__TASK REQUIREMENTS__
Starting at the line with "TARGET = wooden dock" and running through the end of the records, swap "dry grass" for "brown grass" and give those lines again with nothing else changed. Leave the pictures out of your answer.

(Rows from a dataset)
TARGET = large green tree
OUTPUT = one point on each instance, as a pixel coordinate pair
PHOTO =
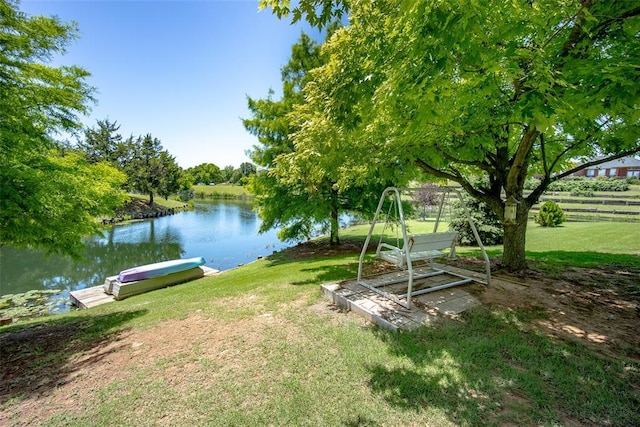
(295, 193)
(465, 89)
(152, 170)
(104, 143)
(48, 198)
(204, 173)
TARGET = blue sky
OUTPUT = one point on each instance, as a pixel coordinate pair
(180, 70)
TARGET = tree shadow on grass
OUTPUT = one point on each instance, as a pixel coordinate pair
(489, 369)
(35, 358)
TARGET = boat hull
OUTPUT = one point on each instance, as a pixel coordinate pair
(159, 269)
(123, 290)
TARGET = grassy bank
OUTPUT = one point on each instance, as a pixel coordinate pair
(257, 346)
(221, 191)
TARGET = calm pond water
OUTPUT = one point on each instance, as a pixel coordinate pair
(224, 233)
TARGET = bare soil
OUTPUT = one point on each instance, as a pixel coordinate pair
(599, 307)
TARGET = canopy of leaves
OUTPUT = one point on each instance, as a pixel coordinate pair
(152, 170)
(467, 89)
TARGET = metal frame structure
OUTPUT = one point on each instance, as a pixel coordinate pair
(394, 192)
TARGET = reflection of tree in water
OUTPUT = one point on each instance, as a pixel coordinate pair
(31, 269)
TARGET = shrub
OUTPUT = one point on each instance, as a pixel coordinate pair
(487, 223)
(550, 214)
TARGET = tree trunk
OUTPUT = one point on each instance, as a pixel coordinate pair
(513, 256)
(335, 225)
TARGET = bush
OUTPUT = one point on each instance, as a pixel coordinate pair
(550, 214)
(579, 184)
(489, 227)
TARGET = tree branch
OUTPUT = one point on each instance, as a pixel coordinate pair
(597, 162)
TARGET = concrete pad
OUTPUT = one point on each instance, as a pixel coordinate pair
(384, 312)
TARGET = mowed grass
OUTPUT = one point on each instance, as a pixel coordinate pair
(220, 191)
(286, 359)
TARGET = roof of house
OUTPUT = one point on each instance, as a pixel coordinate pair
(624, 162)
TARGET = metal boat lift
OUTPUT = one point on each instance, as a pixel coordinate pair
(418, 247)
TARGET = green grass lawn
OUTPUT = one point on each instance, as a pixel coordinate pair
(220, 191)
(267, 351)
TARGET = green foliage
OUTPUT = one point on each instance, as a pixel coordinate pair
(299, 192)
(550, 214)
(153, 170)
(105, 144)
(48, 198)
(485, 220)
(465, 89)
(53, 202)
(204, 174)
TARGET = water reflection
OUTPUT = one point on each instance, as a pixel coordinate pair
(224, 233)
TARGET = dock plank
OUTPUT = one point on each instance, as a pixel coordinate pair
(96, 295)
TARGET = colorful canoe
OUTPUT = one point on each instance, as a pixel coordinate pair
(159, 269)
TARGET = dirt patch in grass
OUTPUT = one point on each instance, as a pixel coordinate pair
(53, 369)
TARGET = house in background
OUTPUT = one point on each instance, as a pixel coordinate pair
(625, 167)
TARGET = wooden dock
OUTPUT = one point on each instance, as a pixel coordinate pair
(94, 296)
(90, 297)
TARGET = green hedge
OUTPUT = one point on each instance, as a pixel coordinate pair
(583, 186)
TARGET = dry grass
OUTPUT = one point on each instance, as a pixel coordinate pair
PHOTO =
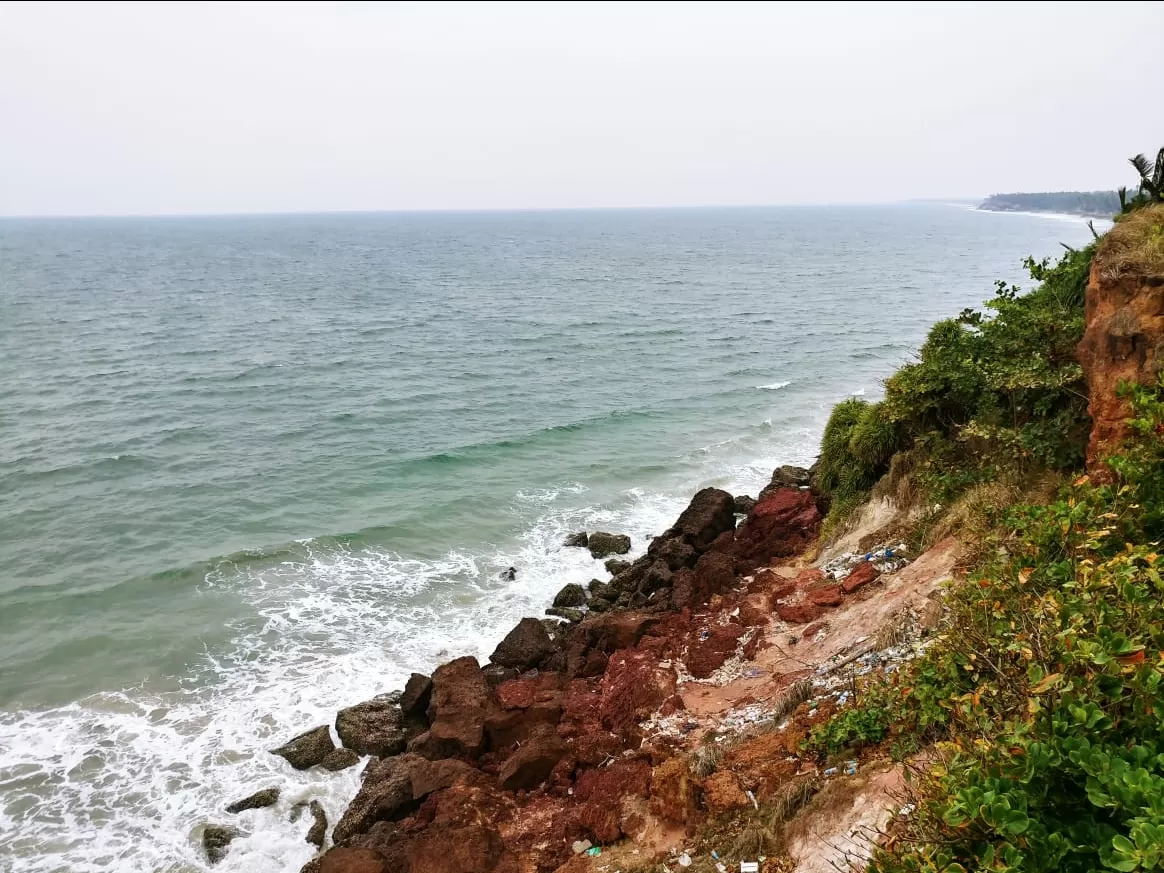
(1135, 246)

__THE SOLUTION__
TARGET = wooden dock
OUTPUT = one point on each instance, as a pixel coordinate pair
(94, 296)
(90, 297)
TARGET = green hedge
OUTPUT = one point on each instance, as a pixel coordinate pair
(583, 186)
TARGET = brown grass
OUTPUT = one point on each instance, as a pixel coordinate pair
PHOTO =
(1135, 246)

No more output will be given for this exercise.